**EXCERPT TO READ:**
......

# I don't understand action and speed...



## BigFishinTank (May 30, 2015)

I read a short post in this forum about action and speed but it didn't get basic enough. It was mostly recommendations. So I found what i thought to be the most knowledgeable fellers on the site. 

rod builders can you help me understand what the heck a rod is indicating by Action and speed of the tip. I'm gathering the fast tip is more sensitive, but I still am not sure how to apply these facts to finding the best rod to pair with a reel for fishing a certain technique or species. Any help for what I'm sure you can all figure out by now is a NOOB is appreciated.
:texasflag


----------



## Sgrem (Oct 5, 2005)

Action is how stiff.
Speed is how quickly the rod will load up when you pull/set the hook.

So imagine heavy cover and bony mouth fish. You want heavy extra fast. You need instant hook set and power to get then out. Bass fishing jig rods and flounder rods are like this.

Imagine paper mouth fish in open water. You want light and slow so the hook won't rip out of their mouth on hook set or every time they surge....crappie and trout rods are like this.


----------



## PhotoFish (Aug 9, 2015)

Watch this video


----------



## Whitebassfisher (May 4, 2007)

I still like to refer to this:


----------



## teamfirstcast (Aug 23, 2006)

......

**INSTRUCTION A:**
Decide whether each statement agrees with the forum thread on rod action and speed, answering yes or no and quoting the thread's deciding words exactly. (i) The thread describes action as how stiff a rod is. (ii) For paper mouth fish in open water, the thread recommends a heavy, extra fast rod. (iii) Flounder rods are given as an example of heavy, extra fast rods.

......

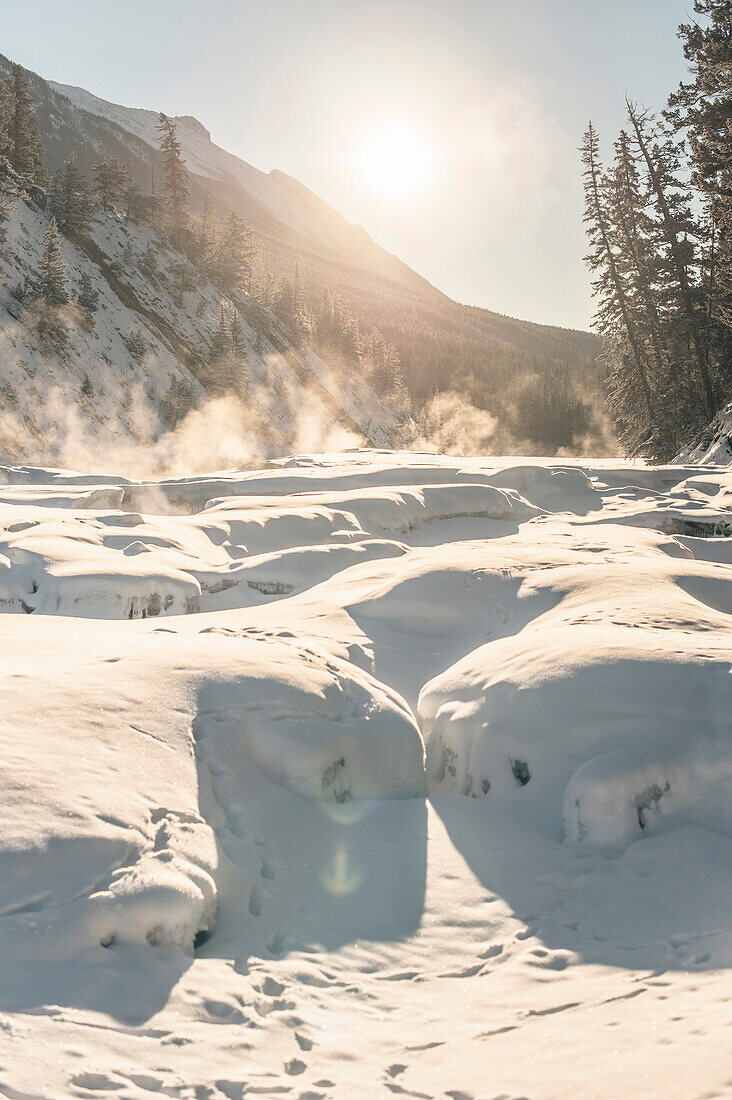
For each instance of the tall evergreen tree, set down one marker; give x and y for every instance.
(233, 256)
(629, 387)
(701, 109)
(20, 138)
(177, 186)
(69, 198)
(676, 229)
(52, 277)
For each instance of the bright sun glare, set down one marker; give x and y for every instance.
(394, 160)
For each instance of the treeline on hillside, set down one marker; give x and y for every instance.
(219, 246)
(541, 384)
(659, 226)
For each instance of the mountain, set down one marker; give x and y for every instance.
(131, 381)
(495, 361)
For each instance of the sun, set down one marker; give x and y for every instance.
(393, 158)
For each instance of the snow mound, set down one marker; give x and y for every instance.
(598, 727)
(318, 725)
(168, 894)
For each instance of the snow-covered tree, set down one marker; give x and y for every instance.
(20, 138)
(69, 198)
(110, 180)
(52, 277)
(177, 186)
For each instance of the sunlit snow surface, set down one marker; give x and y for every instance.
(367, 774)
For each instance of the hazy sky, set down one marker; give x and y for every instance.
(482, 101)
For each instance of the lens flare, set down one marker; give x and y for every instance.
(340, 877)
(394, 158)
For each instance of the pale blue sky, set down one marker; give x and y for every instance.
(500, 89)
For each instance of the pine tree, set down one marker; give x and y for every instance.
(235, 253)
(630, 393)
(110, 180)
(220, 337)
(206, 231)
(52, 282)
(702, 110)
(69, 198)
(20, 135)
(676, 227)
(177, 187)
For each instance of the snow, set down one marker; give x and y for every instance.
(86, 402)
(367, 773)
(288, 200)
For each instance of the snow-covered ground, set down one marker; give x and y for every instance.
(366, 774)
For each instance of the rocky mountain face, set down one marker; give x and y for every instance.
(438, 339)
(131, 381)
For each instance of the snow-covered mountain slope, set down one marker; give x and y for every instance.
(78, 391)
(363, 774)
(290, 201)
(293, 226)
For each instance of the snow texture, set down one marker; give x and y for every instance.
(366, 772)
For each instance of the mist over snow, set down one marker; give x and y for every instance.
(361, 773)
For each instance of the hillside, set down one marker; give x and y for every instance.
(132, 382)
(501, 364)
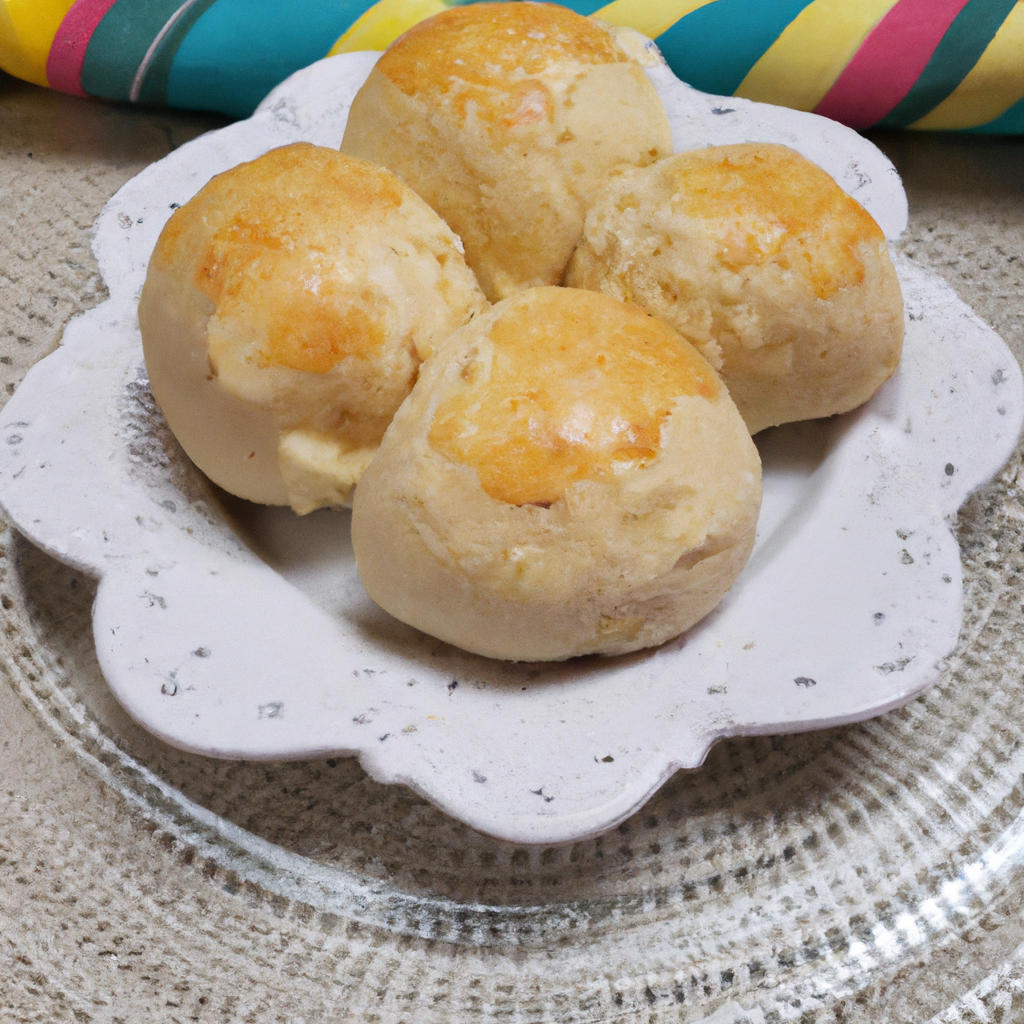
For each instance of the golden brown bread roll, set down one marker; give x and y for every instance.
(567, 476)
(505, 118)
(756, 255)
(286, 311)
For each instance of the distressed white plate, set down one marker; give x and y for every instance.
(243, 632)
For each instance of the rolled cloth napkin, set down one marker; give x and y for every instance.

......

**INSTRUCTION B:**
Please update the rows, starting with the line containing "For each instance of the golden" and going on through the last row, by replacing "napkin" with "serviette" and keeping everything else the same. Return only those rows.

**RESPONSE A:**
(i) Yes: "Action is how stiff."
(ii) No: "You want light and slow so the hook won't rip out of their mouth on hook set or every time they surge"
(iii) Yes: "Bass fishing jig rods and flounder rods are like this."

**RESPONSE B:**
For each instance of the golden brown bread roll, set down one marker; give x and y for every instance.
(567, 476)
(505, 118)
(756, 255)
(286, 311)
For each instance of the distressed white plate, set down one marker; give x and y for every instance.
(243, 632)
For each instance of the rolled cloth serviette, set down one marker; give x and y for every instance.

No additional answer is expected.